Entries from a pointing dataset
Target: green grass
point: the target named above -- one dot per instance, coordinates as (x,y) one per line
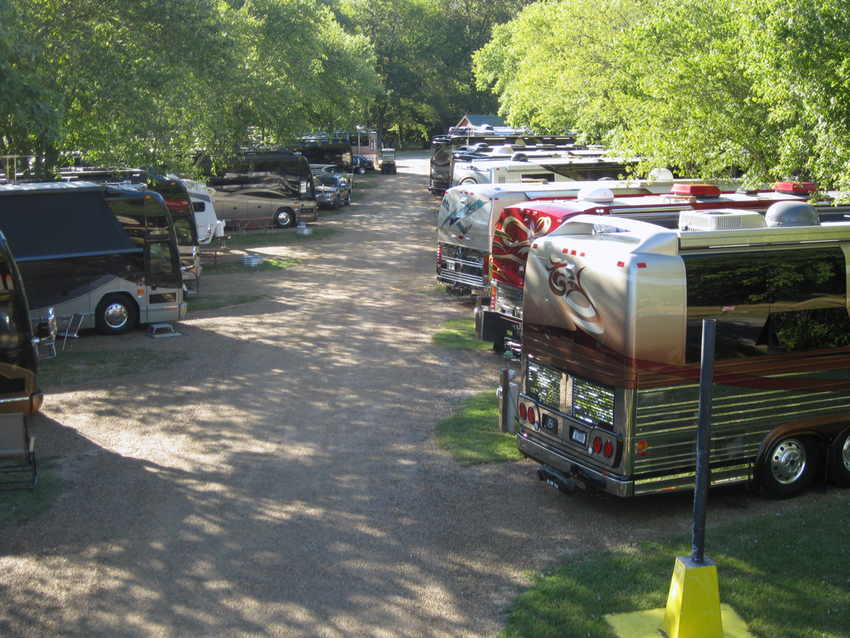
(278,237)
(787,574)
(197,303)
(231,266)
(70,367)
(472,435)
(20,506)
(459,334)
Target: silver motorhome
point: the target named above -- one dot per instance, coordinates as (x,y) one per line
(466,222)
(613,311)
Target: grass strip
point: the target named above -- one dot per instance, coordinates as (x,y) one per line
(198,303)
(70,367)
(231,266)
(459,334)
(279,237)
(472,435)
(20,506)
(786,573)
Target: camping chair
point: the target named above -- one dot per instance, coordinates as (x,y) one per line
(17,453)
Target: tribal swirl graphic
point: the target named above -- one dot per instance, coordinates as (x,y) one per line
(565,281)
(512,241)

• [Exercise goal]
Copy out all of the data above word for word, leaving out the pictures.

• [Exercise response]
Target: green grass
point: the target named above -- one dot per instance, coordinates as (x,y) one per line
(278,237)
(787,574)
(197,303)
(231,266)
(70,367)
(472,435)
(20,506)
(459,334)
Target: silver motorhome
point: the target named above -- one dot per instance, coordinates as (x,y) one per line
(466,222)
(613,311)
Target: grass strip
point: the target named above -- one dot per instance, coordinates as (x,y) one per line
(198,303)
(70,367)
(231,266)
(459,334)
(279,237)
(472,435)
(20,506)
(786,573)
Target: camping chair
point: the target named above -- one dot per instance, coordinates as (x,y) one per line
(17,453)
Target: tribal swirl graphic
point: the target named above -- one dot per instance, coordinates as (x,y) one per line
(565,281)
(512,241)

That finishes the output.